>> Begin

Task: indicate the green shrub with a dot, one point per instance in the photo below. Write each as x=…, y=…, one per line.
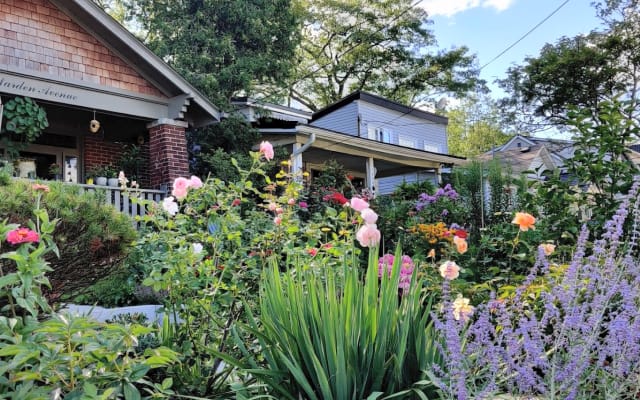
x=327, y=335
x=92, y=237
x=44, y=354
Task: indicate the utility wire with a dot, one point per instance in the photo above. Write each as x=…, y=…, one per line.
x=350, y=49
x=526, y=34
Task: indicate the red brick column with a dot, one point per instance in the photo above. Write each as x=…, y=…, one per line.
x=168, y=157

>> End

## Problem
Convert the listing above into a two-column CSV with the headers "prompt" and "points". Give one row per labeling instruction, with its wording in one quoted field and its coordinates in the other, replacing line breaks with spaces and leaving out the pictures.

## Completed task
prompt,points
"Task: indicate the green shrub with a dot, one point per instance in the photo below. Write each as x=…, y=…, one per line.","x=327, y=335 x=92, y=237 x=44, y=354"
"Task: indicate the utility wire with a dot, one point per instance in the photo above. Write each as x=…, y=…, one per line.","x=350, y=49 x=526, y=34"
"Task: indicate the red brick column with a dot, one point per instance in the photo above. Write each as x=…, y=…, one per line.","x=168, y=157"